▶ Natural-language object grounding data
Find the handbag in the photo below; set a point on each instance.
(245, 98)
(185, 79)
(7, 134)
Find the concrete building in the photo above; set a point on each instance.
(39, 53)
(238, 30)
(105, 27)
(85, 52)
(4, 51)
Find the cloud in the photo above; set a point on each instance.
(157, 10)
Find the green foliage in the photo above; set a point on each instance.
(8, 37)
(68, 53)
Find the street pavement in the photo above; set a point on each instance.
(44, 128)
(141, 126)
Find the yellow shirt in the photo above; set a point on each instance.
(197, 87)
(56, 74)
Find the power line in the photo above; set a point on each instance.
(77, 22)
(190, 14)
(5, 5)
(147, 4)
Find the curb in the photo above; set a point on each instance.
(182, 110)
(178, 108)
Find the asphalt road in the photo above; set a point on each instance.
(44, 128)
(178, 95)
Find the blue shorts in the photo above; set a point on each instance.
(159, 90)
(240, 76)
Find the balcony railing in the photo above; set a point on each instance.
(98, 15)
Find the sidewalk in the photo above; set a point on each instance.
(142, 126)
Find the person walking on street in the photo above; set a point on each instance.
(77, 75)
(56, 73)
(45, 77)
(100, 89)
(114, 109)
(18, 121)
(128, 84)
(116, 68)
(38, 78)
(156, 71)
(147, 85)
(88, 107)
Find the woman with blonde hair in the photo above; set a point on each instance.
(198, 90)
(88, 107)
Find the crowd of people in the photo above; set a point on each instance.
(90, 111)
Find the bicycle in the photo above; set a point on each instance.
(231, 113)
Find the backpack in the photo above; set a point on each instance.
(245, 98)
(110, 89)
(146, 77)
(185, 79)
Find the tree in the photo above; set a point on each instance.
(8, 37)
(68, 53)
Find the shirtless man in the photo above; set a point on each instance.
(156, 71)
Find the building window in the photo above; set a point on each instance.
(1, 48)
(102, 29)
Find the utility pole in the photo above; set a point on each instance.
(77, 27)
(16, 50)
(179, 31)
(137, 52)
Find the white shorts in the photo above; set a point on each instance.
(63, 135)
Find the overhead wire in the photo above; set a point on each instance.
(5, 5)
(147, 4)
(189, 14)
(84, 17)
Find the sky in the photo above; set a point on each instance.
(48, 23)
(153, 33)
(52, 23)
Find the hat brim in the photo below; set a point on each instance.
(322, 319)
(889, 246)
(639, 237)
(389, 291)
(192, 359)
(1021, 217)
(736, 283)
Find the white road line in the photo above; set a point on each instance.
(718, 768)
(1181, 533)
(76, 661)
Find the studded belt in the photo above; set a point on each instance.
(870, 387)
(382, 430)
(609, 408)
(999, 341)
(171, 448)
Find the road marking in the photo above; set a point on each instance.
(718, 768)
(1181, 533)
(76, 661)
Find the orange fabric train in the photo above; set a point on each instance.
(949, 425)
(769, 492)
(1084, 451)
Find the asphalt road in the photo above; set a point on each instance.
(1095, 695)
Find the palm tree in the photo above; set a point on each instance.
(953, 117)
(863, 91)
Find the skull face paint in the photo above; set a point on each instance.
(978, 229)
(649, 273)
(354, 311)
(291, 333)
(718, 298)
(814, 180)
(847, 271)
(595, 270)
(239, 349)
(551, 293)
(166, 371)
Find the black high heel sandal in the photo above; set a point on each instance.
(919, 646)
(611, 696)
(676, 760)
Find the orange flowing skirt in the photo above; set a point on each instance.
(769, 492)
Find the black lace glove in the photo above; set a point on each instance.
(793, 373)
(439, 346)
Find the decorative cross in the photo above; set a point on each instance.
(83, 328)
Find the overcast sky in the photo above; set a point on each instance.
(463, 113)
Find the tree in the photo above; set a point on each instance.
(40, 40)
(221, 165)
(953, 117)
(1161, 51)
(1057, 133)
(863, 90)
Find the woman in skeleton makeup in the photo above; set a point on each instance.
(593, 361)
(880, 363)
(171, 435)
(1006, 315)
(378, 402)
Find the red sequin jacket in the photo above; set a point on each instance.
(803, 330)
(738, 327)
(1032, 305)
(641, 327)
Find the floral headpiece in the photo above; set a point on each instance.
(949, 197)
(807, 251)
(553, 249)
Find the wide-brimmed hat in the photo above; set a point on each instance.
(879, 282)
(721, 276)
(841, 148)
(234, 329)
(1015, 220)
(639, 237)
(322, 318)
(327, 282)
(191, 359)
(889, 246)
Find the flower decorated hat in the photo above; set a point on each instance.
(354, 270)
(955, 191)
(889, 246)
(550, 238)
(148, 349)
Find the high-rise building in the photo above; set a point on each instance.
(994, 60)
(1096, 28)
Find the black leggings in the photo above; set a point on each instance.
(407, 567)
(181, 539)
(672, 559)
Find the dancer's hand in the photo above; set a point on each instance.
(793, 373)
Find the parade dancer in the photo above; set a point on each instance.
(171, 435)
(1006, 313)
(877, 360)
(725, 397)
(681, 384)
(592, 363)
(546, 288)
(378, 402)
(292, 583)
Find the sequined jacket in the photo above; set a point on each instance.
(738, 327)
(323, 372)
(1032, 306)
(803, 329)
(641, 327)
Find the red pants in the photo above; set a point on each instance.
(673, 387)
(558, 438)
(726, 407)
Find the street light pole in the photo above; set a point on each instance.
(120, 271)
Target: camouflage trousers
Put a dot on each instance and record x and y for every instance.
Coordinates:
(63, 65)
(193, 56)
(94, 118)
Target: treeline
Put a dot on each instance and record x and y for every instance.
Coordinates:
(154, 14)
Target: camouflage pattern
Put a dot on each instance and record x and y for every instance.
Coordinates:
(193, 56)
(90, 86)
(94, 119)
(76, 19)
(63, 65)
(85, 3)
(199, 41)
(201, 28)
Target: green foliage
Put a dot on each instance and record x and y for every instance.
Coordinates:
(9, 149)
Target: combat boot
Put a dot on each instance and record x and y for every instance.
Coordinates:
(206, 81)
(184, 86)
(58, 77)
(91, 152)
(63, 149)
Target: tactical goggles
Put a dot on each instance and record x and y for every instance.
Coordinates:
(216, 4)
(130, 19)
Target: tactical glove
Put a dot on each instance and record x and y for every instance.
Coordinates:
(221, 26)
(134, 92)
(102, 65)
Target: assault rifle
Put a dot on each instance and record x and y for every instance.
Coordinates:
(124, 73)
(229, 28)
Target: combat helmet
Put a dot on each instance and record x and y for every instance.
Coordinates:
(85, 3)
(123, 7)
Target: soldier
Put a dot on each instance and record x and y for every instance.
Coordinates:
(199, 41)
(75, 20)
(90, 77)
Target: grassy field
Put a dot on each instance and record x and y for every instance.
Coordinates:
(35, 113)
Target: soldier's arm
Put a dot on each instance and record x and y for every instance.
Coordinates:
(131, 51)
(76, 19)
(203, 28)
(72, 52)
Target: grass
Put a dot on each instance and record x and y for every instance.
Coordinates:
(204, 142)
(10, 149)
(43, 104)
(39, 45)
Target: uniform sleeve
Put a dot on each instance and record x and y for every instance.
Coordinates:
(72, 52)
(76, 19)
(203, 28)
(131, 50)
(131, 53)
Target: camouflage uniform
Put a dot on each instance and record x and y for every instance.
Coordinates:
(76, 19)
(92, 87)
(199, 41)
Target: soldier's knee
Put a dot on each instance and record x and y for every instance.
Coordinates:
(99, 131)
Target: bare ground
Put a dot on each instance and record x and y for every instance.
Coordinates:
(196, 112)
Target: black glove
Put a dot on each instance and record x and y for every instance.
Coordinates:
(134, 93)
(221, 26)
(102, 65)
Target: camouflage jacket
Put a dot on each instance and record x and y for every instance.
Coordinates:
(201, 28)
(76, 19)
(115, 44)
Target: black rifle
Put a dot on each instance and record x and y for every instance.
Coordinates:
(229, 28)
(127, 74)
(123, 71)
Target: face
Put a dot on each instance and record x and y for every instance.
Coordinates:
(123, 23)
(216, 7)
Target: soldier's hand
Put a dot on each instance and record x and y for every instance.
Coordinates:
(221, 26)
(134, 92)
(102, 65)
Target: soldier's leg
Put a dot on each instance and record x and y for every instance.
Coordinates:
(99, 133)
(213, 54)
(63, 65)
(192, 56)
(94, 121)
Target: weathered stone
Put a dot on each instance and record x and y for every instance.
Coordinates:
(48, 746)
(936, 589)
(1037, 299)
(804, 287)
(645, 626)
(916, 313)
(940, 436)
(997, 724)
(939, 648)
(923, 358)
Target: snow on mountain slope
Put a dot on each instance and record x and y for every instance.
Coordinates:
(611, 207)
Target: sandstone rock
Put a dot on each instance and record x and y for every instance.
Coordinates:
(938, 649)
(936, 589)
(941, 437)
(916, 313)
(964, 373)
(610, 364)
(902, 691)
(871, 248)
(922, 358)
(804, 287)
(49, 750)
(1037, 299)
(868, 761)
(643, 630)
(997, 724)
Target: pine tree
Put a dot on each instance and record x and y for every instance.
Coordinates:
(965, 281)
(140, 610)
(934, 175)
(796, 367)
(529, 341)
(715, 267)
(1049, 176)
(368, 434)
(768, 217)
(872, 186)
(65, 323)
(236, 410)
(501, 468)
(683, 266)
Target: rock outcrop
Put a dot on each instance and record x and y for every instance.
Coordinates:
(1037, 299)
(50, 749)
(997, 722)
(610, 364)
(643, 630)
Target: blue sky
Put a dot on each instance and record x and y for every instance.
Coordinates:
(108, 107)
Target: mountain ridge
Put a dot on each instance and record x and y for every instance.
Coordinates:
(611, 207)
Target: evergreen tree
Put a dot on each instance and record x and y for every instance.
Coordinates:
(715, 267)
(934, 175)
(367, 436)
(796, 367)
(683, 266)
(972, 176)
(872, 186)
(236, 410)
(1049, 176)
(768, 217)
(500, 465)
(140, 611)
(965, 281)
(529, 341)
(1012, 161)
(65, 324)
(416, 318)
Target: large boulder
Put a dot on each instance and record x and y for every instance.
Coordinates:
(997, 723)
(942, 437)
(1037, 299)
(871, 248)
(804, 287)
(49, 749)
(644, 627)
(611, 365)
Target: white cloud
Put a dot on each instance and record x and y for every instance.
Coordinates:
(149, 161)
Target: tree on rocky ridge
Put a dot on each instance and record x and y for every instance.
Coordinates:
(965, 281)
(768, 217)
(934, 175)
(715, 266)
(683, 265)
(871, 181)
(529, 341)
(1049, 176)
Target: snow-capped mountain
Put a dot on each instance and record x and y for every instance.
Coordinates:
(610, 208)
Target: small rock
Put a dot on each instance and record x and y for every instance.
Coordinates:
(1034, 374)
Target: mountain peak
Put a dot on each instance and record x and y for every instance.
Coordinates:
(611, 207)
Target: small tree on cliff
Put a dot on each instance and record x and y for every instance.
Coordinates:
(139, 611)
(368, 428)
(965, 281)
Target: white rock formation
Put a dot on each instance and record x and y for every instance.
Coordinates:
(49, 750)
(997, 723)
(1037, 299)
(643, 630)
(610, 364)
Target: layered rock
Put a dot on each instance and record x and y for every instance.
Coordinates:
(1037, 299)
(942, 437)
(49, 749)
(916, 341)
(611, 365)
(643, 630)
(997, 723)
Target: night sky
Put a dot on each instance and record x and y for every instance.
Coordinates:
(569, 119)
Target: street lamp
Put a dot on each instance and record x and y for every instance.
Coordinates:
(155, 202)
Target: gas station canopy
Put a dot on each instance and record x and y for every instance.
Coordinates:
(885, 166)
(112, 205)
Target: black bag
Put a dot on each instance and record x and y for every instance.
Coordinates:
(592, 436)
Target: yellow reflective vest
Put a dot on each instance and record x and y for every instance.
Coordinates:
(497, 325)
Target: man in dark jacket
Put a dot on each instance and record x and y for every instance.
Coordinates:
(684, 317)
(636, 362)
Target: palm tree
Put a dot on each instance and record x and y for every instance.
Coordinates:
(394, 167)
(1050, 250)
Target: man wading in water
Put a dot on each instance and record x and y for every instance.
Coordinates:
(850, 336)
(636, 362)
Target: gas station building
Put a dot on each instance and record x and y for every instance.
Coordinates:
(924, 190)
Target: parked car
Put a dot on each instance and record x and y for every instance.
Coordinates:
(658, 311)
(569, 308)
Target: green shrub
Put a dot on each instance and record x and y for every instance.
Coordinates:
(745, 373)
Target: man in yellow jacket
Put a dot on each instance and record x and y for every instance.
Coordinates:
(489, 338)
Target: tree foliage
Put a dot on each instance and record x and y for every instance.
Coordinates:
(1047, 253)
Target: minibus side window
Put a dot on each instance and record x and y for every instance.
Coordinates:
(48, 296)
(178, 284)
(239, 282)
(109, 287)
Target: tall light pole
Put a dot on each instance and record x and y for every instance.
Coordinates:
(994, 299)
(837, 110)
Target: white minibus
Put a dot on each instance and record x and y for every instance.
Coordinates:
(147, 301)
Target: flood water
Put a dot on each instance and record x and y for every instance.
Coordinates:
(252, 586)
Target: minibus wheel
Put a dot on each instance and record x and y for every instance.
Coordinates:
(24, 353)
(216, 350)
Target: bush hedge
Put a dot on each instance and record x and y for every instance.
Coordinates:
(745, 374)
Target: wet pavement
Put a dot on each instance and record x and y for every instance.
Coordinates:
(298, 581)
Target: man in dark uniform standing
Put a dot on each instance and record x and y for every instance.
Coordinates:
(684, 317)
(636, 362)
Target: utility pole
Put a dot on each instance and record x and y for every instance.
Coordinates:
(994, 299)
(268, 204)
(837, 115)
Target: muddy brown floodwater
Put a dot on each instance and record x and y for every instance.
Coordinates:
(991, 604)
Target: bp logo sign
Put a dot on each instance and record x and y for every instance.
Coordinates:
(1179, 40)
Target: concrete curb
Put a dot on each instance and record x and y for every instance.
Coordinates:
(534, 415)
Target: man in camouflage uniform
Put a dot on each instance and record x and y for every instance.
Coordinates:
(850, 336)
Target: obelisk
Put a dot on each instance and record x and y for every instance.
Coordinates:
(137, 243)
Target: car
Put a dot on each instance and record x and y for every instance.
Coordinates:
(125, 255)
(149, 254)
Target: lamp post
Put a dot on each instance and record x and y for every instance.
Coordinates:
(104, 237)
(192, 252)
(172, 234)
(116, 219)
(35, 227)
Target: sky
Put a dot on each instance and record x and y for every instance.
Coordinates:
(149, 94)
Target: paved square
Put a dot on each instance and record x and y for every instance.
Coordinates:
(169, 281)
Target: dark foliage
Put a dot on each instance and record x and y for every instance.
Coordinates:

▶ Work order
Answer with one number only: how many lines in the data contain the word "minibus"?

▶ The completed task
3